[Extracted data entries]
====================
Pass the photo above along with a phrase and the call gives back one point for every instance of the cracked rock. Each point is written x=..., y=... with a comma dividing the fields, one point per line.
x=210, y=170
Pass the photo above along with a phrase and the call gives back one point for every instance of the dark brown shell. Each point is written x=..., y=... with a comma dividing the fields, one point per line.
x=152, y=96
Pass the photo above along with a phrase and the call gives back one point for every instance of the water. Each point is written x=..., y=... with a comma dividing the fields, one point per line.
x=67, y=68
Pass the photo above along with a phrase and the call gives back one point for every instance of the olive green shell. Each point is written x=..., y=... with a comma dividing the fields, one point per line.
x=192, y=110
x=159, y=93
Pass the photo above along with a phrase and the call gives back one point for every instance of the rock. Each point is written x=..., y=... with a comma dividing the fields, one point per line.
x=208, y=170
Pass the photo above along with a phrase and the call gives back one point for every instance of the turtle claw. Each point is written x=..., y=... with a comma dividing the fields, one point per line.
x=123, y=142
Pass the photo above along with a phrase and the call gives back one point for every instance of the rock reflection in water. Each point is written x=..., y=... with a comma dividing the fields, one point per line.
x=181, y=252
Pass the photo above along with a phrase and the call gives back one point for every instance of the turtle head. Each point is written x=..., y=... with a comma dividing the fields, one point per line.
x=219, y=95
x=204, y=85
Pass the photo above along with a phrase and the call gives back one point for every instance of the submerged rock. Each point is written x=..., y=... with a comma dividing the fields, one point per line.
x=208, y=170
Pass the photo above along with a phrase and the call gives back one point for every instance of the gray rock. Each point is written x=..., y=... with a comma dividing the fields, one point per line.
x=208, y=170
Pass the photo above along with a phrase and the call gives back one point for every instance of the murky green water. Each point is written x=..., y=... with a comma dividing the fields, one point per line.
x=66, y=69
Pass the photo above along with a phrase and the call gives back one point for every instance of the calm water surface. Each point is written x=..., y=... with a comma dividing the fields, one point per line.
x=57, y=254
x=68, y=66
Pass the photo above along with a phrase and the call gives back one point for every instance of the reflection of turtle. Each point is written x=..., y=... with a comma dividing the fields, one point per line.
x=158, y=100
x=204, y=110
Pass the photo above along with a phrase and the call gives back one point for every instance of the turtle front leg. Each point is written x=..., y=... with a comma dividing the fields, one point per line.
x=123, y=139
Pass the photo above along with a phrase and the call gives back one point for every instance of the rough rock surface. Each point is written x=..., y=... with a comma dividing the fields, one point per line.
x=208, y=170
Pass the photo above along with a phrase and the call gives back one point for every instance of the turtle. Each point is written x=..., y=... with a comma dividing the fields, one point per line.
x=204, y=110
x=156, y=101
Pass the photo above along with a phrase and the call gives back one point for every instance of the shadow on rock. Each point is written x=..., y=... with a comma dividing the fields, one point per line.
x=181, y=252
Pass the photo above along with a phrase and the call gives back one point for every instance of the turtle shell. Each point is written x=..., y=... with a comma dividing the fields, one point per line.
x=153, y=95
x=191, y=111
====================
**Aim of the exercise:** Print the items above again word for word, keeping every line in its original order.

**Result:**
Pass the photo above along with a phrase and the call gives back one point for every instance of the cracked rock. Each point is written x=..., y=... with a comma dividing the fields, one point per line.
x=210, y=170
Pass the photo above along with a phrase and the call gives back one point for every instance of the dark brown shell. Each point is written x=..., y=... with a comma dividing the fields, one point per line.
x=152, y=96
Pass the photo above along with a phrase and the call gives back one point for every instance of the water. Each point is written x=..., y=... with a comma dividing the fields, one point per line.
x=67, y=68
Pass the photo above along with a phrase and the call gives back one point for every instance of the olive green shell. Each point is written x=..., y=... with a comma dividing the fields, one point per line.
x=192, y=110
x=159, y=93
Pass the photo above along with a phrase and the call gives back one point for every instance of the rock. Each point is written x=..., y=... with a comma dividing the fields, one point per line.
x=208, y=170
Pass the photo above along with a phrase and the call gives back one point for every instance of the turtle claw. Each point is written x=..., y=... with a comma dividing the fields, one point per line.
x=123, y=142
Pass the photo above along with a phrase and the call gives back one point for every instance of the rock reflection in water. Each point is written x=..., y=... with a comma dividing the fields, one point per line.
x=181, y=252
Pass the photo above along with a phrase and the call gives back one point for every instance of the turtle head. Each point is written x=..., y=... with a comma dividing the fields, one point per line.
x=219, y=95
x=204, y=85
Pass the photo above along with a phrase and the call gives back one point for every instance of the submerged rock. Each point is written x=..., y=... with a comma dividing the fields, one point per line.
x=208, y=170
Pass the photo above along with a phrase and the call gives back one point for every instance of the gray rock. Each point is written x=..., y=... with a comma dividing the fields, one point per line.
x=208, y=170
Pass the photo above along with a phrase and the call gives back one point for every instance of the murky green water. Each point is written x=..., y=... with a comma dividing the fields, one point per line.
x=66, y=69
Pass the photo above along with a phrase and the call gives back one point for every instance of the calm water surface. Each point is written x=..., y=... with a comma dividing the fields, one point per line.
x=57, y=254
x=68, y=66
Pass the photo above along with a phrase and the call gives back one point for every instance of the reflection of turtle. Each point is written x=..., y=... with a comma dividing the fields, one point per line.
x=158, y=100
x=204, y=110
Pass the photo above along with a phrase and the call gives back one point for every instance of the turtle front leg. Each point is written x=..., y=... with a comma dividing the fields, one point per line.
x=123, y=139
Pass the photo above along with a phrase and the call gives back one point for every instance of the rough rock surface. Each point is written x=..., y=... with a comma dividing the fields, one point per line.
x=208, y=170
Pass the photo above along with a phrase and the call gives back one point for every instance of the turtle. Each point is written x=..., y=... with a comma dividing the fields, one point per line.
x=204, y=110
x=156, y=101
Pass the photo above along with a phrase and the call gives back one point for every instance of the shadow on rock. Each point is written x=..., y=... with a comma dividing the fields, one point per line.
x=181, y=252
Pass the photo above along with a phrase and the call gives back one point for every instance of the turtle shell. Each point is written x=..., y=... with a comma dividing the fields, one point per line.
x=153, y=95
x=191, y=111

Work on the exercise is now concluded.